- [GIVEN PROBLEM]: Turn the records below into a numbered list, using everything from the line containing "Return one point per instance of the apple stem" down to the last line of the records, and leave out any blank lines.

- [RECORDS FOR THIS EXERCISE]:
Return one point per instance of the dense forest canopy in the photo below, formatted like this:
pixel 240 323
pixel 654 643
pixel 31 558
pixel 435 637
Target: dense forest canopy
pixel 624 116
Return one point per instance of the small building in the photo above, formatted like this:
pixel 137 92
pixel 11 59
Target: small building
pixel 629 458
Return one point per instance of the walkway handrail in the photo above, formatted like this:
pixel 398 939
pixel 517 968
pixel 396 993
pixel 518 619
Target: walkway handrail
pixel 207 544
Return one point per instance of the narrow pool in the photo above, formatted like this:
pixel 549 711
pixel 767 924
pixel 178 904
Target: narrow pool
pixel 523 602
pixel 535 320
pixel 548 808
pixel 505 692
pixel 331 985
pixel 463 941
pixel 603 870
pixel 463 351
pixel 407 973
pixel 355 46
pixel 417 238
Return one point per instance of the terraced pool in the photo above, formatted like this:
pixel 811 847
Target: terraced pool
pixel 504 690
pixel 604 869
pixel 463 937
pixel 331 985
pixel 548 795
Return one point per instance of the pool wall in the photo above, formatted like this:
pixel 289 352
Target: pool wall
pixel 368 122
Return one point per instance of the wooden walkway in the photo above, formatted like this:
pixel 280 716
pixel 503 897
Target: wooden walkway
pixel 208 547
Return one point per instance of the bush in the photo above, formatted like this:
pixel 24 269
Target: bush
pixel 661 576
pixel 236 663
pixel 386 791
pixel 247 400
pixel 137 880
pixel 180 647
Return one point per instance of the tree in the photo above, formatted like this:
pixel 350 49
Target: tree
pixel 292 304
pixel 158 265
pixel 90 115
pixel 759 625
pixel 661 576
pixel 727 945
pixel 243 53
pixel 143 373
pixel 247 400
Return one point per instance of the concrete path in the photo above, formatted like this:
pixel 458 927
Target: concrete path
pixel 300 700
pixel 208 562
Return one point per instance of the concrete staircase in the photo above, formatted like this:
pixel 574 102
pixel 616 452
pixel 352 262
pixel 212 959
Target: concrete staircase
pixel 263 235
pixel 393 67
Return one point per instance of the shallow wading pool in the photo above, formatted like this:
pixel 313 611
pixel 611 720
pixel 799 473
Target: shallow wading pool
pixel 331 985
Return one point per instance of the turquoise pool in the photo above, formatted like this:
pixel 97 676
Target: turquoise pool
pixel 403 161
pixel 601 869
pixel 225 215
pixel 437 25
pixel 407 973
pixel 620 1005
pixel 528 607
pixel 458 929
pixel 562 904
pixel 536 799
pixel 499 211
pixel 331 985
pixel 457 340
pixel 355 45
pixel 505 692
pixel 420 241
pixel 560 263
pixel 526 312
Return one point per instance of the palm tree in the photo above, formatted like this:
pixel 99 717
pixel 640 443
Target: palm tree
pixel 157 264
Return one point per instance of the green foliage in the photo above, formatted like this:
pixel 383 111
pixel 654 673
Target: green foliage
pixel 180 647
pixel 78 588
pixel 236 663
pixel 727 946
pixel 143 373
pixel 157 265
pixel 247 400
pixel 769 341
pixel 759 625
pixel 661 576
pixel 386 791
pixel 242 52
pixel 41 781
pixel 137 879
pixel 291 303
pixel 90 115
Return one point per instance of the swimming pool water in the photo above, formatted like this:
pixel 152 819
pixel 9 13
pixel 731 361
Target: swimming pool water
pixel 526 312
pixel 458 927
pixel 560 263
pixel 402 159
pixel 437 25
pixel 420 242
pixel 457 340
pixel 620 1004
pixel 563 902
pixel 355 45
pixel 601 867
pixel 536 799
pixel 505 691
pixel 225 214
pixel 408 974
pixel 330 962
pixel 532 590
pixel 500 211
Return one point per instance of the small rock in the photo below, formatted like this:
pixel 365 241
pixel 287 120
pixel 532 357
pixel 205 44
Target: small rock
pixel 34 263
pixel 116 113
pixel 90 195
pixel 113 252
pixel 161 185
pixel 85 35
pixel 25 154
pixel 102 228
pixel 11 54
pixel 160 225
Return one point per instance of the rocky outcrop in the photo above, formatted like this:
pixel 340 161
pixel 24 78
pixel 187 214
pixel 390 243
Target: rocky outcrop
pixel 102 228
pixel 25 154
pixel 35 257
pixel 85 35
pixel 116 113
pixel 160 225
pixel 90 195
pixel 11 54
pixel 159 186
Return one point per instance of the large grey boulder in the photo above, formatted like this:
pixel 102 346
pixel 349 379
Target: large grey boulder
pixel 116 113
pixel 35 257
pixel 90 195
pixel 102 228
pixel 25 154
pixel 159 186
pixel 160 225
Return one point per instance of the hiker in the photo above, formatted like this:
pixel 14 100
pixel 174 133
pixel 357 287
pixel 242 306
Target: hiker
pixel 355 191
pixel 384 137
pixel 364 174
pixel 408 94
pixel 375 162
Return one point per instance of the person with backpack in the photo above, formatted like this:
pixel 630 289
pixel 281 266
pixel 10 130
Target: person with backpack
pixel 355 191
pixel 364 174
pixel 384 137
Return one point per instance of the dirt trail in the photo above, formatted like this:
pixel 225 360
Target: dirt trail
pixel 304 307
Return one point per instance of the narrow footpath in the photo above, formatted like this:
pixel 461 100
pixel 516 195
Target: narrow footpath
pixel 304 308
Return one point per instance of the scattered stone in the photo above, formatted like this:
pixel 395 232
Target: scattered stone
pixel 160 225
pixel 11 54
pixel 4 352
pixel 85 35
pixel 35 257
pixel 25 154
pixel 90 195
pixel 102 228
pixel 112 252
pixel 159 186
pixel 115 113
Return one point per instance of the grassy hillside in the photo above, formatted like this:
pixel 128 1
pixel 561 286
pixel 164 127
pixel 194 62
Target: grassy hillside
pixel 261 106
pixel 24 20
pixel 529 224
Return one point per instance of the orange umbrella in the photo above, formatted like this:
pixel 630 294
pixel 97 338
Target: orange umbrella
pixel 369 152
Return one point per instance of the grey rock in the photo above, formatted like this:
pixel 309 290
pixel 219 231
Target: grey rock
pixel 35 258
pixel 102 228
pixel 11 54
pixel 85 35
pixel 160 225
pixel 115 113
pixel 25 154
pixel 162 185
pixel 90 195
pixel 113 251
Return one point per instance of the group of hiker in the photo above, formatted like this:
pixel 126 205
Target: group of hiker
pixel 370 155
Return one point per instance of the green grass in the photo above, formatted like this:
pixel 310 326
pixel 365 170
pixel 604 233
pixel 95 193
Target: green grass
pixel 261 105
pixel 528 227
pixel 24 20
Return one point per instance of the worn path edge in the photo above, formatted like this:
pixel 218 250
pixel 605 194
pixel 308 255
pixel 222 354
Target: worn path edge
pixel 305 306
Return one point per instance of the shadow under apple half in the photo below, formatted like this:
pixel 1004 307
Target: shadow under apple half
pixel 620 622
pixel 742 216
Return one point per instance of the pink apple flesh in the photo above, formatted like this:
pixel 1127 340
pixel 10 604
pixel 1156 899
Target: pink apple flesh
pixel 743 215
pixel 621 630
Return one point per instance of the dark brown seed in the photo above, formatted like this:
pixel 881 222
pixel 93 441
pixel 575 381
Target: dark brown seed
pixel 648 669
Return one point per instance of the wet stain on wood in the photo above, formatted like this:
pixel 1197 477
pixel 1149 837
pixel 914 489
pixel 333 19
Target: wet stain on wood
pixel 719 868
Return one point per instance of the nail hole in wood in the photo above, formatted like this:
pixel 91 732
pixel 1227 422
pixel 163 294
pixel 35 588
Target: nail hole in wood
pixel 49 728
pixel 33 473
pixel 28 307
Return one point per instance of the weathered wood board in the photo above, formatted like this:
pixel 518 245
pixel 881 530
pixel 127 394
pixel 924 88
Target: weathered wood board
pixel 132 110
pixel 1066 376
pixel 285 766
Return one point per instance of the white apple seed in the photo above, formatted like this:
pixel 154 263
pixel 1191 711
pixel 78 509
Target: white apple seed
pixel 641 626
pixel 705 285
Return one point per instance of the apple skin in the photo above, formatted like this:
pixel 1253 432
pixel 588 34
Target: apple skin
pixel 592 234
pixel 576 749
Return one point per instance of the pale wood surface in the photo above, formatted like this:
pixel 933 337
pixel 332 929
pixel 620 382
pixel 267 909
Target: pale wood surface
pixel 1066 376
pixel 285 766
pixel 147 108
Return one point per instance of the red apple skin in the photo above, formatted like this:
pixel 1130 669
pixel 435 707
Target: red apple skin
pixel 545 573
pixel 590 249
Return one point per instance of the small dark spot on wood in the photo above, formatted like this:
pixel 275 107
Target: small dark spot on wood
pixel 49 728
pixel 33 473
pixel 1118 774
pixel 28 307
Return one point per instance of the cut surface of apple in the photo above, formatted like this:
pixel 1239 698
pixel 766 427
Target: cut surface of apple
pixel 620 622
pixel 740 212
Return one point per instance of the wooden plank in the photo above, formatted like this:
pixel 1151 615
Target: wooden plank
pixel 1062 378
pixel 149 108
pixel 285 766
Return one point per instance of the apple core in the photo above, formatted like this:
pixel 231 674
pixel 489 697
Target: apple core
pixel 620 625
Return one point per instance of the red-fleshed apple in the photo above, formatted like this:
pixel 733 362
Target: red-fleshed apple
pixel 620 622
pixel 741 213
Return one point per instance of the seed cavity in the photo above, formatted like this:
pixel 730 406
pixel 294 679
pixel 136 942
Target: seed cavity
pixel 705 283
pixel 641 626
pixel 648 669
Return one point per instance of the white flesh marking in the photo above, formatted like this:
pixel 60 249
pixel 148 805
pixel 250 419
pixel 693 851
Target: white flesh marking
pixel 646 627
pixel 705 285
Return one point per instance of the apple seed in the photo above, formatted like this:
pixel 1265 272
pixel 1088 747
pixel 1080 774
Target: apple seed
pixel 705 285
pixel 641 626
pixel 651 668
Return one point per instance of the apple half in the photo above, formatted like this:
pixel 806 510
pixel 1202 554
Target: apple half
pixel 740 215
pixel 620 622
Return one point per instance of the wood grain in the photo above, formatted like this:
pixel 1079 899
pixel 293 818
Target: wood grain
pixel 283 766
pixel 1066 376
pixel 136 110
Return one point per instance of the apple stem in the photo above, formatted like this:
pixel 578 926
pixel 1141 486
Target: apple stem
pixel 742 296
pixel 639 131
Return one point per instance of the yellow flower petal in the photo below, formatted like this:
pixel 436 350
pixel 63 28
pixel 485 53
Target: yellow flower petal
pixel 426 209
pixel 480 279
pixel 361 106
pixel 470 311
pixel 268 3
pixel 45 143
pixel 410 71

- [OUTPUT BELOW]:
1. Return one point per instance of the apple stem in the photo above, formatted like this:
2. pixel 578 926
3. pixel 1141 486
4. Target: apple stem
5. pixel 742 296
6. pixel 639 131
7. Return one point per instance of the yellow flower petal in the photo below, formatted like this:
8. pixel 436 350
9. pixel 63 28
10. pixel 485 53
11. Target: yellow flower petal
12. pixel 426 209
13. pixel 480 279
14. pixel 361 106
15. pixel 470 311
16. pixel 268 3
17. pixel 45 143
18. pixel 410 71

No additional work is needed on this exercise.